All lines in the material containing the word "every" need to be copied.

#####

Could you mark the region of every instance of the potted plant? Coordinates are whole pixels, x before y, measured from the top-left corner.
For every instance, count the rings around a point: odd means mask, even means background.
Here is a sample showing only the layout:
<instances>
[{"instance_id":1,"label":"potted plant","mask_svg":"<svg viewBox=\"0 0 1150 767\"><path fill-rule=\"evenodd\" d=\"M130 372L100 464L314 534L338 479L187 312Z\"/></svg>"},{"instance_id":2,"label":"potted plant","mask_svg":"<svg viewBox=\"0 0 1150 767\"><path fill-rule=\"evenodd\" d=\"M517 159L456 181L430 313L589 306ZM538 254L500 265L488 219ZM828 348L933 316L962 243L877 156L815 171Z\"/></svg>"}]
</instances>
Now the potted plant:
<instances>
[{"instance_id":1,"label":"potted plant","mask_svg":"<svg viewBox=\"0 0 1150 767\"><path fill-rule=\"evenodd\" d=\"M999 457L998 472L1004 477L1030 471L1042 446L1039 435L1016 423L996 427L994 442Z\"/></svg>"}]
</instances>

#####

- ANSWER SPACE -
Could you mark the region of every instance of the potted plant? Coordinates are whole pixels, x before y, measured from the top-left corner.
For every instance, count the rings around a point: odd means mask, even means background.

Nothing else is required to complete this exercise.